Text >>
----
Oh to be that young and naïve again. Probably sheltered is the better term.
I was over a year and a half into my fashion degree at this tiny college when someone finally thought to clue me in that “to get a design degree you have to have an art minor.” Realizing that this was utterly ridiculous and that making patterns in ¼ of the size wasn’t really going to get me anywhere after trying to talk with one of the other students about whether or not we could really get work after going to this school, (I’m sorry, sweetie, I hope you realized I was trying to convince myself as well as you,) I transferred out and into the Academy of Art. (And this took another large fight.)
Where, I had a lot of credits but I essentially had to start from the beginning. So, having those credits wasn’t actually to my advantage because the numbers of credit hours earned made it appear that I had more experience than I did. This got me more scrutiny and really a worse college experience.
Let’s understand something, I grew up in New York. The Fashion Institute of Technology is part of the SUNY system of colleges. I was a New York resident. It would have been fairly cheap for me to go to FIT. My parents didn’t want me in NYC or at a secular school. Parsons was always out of the question because it’s as costly as Cornell and I understood that. FIT would have been an extremely LOGICAL CHOICE.
Oh well, I loved San Francisco. I loved the big city/small town feel of it and the ability to walk most places and the public transit. If it wasn’t so expensive to live there, I might still be there.
----
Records
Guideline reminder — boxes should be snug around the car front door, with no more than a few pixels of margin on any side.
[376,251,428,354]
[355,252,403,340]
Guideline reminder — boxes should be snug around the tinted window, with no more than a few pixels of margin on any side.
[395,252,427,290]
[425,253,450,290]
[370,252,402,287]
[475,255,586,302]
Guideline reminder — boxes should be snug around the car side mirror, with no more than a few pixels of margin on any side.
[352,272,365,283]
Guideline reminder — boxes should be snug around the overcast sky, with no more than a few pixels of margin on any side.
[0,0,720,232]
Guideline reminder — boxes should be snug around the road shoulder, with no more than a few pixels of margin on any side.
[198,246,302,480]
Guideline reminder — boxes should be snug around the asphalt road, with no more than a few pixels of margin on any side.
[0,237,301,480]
----
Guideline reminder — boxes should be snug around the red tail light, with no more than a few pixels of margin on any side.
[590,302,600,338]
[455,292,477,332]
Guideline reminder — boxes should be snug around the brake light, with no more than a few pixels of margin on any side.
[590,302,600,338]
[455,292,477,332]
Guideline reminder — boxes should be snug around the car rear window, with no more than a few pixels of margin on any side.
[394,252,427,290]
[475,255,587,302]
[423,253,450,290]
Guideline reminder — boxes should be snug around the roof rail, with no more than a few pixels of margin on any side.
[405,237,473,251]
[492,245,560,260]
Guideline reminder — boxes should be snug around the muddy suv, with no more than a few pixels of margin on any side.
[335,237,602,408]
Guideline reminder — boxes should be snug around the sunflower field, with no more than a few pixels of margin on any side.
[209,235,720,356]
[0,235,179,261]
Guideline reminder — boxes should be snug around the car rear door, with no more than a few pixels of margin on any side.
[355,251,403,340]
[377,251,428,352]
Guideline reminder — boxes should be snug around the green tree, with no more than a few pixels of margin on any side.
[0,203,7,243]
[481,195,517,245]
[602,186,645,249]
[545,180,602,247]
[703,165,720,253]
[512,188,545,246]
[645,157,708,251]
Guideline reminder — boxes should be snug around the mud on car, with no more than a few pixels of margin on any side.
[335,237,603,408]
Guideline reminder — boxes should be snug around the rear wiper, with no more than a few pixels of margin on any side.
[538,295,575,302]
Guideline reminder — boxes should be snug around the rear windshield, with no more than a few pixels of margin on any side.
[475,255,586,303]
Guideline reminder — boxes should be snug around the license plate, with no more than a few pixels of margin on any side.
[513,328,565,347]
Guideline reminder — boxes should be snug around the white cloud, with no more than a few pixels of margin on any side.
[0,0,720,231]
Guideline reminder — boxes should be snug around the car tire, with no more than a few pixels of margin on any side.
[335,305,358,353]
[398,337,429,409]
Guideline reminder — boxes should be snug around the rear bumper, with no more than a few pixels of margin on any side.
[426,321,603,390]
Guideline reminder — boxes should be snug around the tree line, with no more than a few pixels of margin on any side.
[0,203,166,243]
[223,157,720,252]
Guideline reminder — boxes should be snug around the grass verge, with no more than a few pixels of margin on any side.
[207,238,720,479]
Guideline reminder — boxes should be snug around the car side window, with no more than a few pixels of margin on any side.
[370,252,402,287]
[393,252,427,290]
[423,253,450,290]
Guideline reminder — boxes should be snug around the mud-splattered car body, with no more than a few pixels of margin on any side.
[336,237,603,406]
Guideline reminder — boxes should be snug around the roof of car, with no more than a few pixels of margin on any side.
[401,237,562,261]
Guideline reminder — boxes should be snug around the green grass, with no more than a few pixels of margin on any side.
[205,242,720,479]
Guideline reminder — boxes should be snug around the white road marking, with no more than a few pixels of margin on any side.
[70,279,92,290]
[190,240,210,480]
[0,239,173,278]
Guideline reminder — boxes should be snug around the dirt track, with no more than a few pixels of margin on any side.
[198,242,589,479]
----
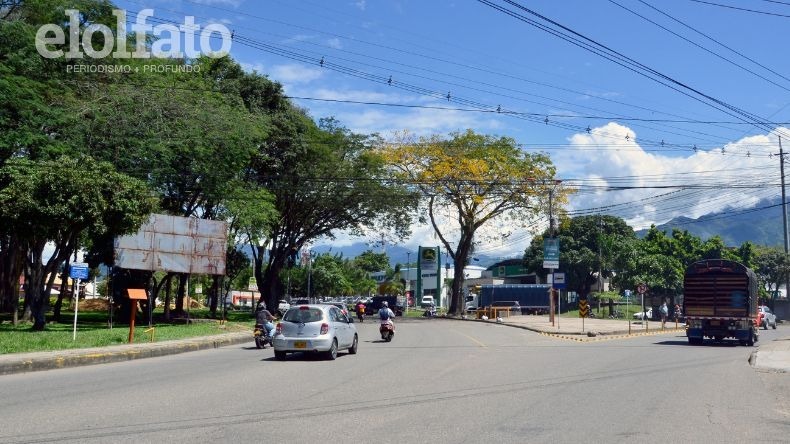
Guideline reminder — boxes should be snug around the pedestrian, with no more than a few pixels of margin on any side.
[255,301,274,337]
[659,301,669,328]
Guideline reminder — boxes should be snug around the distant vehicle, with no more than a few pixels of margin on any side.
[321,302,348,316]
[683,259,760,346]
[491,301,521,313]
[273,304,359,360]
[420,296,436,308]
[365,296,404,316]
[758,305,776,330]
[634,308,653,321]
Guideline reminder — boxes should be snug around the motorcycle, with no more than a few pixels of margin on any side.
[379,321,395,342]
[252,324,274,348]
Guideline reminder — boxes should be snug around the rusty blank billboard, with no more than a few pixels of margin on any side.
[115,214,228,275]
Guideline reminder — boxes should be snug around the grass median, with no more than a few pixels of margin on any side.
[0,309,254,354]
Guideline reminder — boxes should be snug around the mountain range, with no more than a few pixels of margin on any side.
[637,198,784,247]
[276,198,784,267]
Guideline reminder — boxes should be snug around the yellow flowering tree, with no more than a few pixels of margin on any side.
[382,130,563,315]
----
Write a continuation of the personal account of transferring between fashion schools, picking up right after its last sentence.

So, schooling wore away at me, but it didn’t dim my love of creating clothes. My love of creating clothes was never founded or predicated upon the idea that success was a runway show and a big fancy store and my name in lights. I didn’t want to be the next Coco Chanel. I didn’t know who she was and at the time I started drawing clothes, I frankly didn’t care. My going into fashion was me going “here is something I love and enjoy doing, can I make a job out of it? Yes. Yes. I can.”
No one can take that from me. I might get bored or tired, but you can’t take the love of creating away from me.
And by the way, I still don’t read Vogue. It’s out of date before it’s printed and 75% advertisements. I also still don’t care about a runway show or seeing my name in lights as a “name” of a brand. That’s not the fashion price point I do or understand. And that’s okay, despite the push by fashion schools to design for that price point and that should be your goal, there is a lot more to fashion than ready to wear. Maybe that gives me an advantage, maybe it doesn't. That's not my connection to fashion. Magical fabric shops, Barbie, Crayola, the joy of creating, those are my fashion connections. And those are a lot more tangible than a runway or a name in lights by my account.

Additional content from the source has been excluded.